Extracted text ->
# # #

Friday, May 31, 2013

Around the Horn

At first, Tim Challies has a funny piece on preaching being like playing. It’s a good one for a quick chuckle.

At second, Jon Jackson asks four questions that are worth some careful thought. I don’t know Jon personally, but he is one of the guys who has moved his family into Detroit to plant a church. And by Detroit, I don’t mean the suburbs. I mean everything you think of when you think of Detroit. May there be more.

At third, Nathan Busenitz has a helpful short article on cessationism, namely, what it is not. Frankly, cessationists get beat up a lot, and mostly by people who just make stuff up, which is fitting coming from charismatics. Okay, that was probably a gratuitous cheap shot, but to say that cessationists don’t believe in the Spirit, or are scared of the Spirit, or don’t believe in spiritual gifts for today, or the like, are just not true. Nathan has done a lot of work in this area. Some of it he has presented at past Shepherd’s Conferences, and they are worth listening to. I would post the link, but I am too lazy and I trust the Spirit will lead you to it through a word of knowledge or prophecy. Otherwise, just Google it.

Last, Brian Croft has a good paragraph on the what makes an effective, powerful preacher. It is certainly true that education and study is necessary for true biblical and powerful preaching. But we dare not trust them alone. These are not sufficient.

Thursday, May 30, 2013

Dyer: 9 Ways Technology Will Impact Your Future Ministry

Here’s the second part of John Dyer’s talks on technology and culture and ministry. As with the previous, this is worth the thirty or so minutes of your time to watch it, and worth more time to give it some thought.

# # #

(Saved entries)
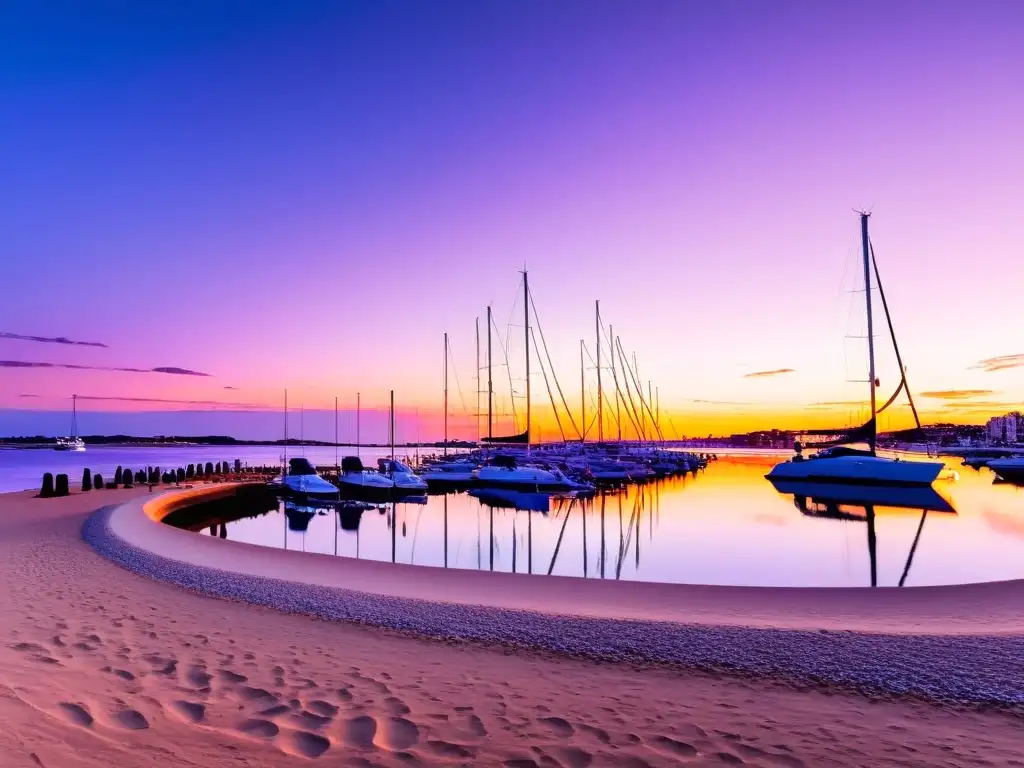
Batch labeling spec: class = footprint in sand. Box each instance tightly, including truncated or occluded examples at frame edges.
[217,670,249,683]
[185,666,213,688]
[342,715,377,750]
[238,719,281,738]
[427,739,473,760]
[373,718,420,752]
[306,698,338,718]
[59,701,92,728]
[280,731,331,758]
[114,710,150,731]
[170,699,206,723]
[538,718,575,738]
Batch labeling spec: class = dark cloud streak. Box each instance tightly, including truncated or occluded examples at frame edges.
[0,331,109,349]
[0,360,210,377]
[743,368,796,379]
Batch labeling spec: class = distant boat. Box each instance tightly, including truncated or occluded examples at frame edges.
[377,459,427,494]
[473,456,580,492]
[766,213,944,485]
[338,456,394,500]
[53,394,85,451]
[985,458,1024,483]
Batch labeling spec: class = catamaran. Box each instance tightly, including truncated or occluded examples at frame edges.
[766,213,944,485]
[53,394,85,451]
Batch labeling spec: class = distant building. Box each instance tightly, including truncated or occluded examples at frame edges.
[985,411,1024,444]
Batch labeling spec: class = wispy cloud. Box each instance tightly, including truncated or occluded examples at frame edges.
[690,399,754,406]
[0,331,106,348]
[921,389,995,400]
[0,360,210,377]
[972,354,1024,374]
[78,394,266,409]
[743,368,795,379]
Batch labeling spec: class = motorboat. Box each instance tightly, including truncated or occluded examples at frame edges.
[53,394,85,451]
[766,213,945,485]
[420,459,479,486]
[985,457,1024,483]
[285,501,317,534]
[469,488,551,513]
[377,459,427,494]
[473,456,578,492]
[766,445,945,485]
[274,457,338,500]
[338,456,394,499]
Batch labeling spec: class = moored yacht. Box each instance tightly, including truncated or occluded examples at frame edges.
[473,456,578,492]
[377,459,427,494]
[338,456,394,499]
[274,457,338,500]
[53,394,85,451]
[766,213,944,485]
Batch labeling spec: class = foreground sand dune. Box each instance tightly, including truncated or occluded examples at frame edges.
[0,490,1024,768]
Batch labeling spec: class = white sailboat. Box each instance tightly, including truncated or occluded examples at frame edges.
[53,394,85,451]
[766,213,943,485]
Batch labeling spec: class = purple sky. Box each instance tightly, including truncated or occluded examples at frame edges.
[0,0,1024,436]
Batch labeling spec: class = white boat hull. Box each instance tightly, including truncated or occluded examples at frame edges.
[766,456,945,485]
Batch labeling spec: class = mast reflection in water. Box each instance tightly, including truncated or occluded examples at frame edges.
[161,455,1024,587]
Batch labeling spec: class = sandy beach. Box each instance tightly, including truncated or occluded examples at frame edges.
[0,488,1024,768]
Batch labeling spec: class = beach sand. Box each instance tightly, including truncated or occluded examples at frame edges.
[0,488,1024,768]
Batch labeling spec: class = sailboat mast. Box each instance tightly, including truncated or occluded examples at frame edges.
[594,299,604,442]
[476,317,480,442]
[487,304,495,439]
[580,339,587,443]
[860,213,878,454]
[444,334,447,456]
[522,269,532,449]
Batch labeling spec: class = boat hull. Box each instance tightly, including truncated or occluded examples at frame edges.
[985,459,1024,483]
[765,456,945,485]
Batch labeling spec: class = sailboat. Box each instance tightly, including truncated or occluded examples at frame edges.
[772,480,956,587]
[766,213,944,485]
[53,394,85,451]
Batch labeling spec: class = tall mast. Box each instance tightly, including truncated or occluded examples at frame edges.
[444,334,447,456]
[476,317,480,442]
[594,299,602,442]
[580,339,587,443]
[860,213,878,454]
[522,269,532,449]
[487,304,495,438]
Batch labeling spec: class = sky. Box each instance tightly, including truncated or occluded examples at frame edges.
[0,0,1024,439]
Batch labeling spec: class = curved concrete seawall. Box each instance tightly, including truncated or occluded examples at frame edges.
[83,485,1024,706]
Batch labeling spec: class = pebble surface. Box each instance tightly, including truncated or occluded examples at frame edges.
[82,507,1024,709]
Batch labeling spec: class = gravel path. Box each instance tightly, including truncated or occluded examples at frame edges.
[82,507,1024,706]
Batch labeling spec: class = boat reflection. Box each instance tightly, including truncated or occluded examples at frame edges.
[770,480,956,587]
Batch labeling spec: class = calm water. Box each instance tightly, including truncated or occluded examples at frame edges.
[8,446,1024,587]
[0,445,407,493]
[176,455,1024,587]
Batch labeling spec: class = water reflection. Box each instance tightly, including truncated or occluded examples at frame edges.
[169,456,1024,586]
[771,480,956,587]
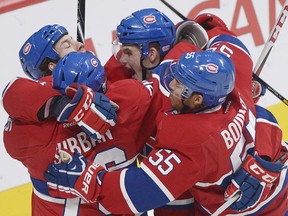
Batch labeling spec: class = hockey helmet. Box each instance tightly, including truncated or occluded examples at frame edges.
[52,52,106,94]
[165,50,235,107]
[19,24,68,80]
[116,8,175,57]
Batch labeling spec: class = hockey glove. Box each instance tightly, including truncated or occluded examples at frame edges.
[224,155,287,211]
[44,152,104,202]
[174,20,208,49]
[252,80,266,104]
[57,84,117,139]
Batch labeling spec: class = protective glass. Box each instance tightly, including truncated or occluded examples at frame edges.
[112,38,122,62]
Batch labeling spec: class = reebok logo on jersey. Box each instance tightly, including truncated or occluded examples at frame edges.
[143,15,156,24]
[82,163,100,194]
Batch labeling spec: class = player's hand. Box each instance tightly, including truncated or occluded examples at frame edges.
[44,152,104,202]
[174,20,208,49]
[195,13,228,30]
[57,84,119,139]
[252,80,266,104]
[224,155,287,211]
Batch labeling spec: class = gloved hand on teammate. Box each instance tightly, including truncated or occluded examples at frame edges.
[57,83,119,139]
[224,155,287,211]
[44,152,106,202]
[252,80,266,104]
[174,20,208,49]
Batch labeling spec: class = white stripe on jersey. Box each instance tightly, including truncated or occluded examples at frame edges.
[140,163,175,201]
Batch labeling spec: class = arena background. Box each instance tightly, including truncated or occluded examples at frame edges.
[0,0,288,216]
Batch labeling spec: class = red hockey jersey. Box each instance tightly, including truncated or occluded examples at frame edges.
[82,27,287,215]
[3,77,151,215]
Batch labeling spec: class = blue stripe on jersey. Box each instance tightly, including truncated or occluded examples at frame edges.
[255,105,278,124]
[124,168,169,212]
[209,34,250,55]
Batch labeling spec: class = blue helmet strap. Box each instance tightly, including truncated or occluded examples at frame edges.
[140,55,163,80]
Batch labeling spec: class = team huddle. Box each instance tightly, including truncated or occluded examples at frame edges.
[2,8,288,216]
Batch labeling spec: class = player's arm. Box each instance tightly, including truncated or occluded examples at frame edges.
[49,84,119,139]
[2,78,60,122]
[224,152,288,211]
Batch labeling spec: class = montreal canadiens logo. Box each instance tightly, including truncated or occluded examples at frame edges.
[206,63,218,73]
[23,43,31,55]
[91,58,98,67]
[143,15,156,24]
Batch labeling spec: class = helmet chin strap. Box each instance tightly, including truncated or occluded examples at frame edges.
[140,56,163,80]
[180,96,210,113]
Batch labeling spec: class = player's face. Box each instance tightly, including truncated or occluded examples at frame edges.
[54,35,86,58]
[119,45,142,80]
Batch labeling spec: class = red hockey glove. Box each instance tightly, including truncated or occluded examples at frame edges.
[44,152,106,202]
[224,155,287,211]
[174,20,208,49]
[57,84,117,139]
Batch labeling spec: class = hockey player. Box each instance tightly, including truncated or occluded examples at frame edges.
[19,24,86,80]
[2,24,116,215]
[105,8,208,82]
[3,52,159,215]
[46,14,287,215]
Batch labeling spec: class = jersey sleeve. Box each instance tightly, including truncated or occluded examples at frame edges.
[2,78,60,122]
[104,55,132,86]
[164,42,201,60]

# # #

Exercise set ->
1 – Reproduce the blog posts above word for word, in their entirety.
2 – Quote the saved entries from their beginning through the line containing "[538,718,575,738]", inclusive, and omit the pictures.

Worked solutions ->
1 –
Friday, May 31, 2013

Around the Horn

At first, Tim Challies has a funny piece on preaching being like playing. It’s a good one for a quick chuckle.

At second, Jon Jackson asks four questions that are worth some careful thought. I don’t know Jon personally, but he is one of the guys who has moved his family into Detroit to plant a church. And by Detroit, I don’t mean the suburbs. I mean everything you think of when you think of Detroit. May there be more.

At third, Nathan Busenitz has a helpful short article on cessationism, namely, what it is not. Frankly, cessationists get beat up a lot, and mostly by people who just make stuff up, which is fitting coming from charismatics. Okay, that was probably a gratuitous cheap shot, but to say that cessationists don’t believe in the Spirit, or are scared of the Spirit, or don’t believe in spiritual gifts for today, or the like, are just not true. Nathan has done a lot of work in this area. Some of it he has presented at past Shepherd’s Conferences, and they are worth listening to. I would post the link, but I am too lazy and I trust the Spirit will lead you to it through a word of knowledge or prophecy. Otherwise, just Google it.

Last, Brian Croft has a good paragraph on the what makes an effective, powerful preacher. It is certainly true that education and study is necessary for true biblical and powerful preaching. But we dare not trust them alone. These are not sufficient.

Thursday, May 30, 2013

Dyer: 9 Ways Technology Will Impact Your Future Ministry

Here’s the second part of John Dyer’s talks on technology and culture and ministry. As with the previous, this is worth the thirty or so minutes of your time to watch it, and worth more time to give it some thought.

2 –
Batch labeling spec: class = footprint in sand. Box each instance tightly, including truncated or occluded examples at frame edges.
[217,670,249,683]
[185,666,213,688]
[342,715,377,750]
[238,719,281,738]
[427,739,473,760]
[373,718,420,752]
[306,698,338,718]
[59,701,92,728]
[280,731,331,758]
[114,710,150,731]
[170,699,206,723]
[538,718,575,738]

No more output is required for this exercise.